Content starts

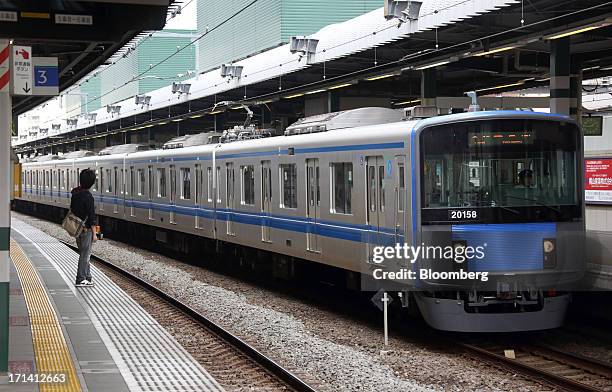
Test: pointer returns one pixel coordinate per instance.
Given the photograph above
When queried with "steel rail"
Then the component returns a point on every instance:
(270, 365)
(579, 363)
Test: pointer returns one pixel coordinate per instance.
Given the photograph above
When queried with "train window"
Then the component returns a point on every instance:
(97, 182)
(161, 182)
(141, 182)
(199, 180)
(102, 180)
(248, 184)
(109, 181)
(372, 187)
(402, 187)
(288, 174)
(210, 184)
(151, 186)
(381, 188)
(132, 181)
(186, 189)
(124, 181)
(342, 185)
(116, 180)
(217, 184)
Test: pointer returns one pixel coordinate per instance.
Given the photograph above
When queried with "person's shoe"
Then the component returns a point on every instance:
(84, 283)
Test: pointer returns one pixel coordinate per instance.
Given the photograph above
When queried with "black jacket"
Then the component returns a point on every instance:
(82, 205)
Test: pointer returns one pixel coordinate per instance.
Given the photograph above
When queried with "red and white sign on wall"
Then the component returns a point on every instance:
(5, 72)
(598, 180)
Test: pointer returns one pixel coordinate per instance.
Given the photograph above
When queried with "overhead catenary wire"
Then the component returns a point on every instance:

Content ends

_Exercise prompt_
Pictures are not part of the copy. Please reproduce the material word for word.

_Problem solution_
Test: pointer returns one pixel coordinate per instance.
Given the photograph above
When queried with "steel rail"
Then the component returns a point on every instance:
(270, 365)
(579, 363)
Test: pointer returns one pixel coordinate per instance.
Given the photograph above
When queried with "train window"
Then the component returns a point on every instance:
(97, 182)
(161, 182)
(141, 182)
(199, 180)
(102, 180)
(248, 184)
(109, 181)
(372, 187)
(402, 187)
(288, 174)
(210, 184)
(151, 186)
(381, 188)
(132, 181)
(186, 189)
(124, 181)
(342, 185)
(116, 180)
(217, 184)
Test: pointer returns one pixel coordinate per instance.
Given the photograph above
When queried with "person's shoe"
Then the component returns a point on every instance:
(84, 283)
Test: pointer returns one pixel coordinate per instance.
Given the photograph above
When queried with "black jacket"
Then the component returns a point on every instance:
(82, 205)
Test: pointer returns one pixel coordinate per instance.
Given the photograph above
When queried with "red and white sign on wall"
Then the component returns a point on every instance:
(5, 72)
(598, 180)
Test: pointer returns one pixel coordinate per instance.
Given the photograph above
When queried with "overhead catenary wire"
Then the component returns a point on every instance:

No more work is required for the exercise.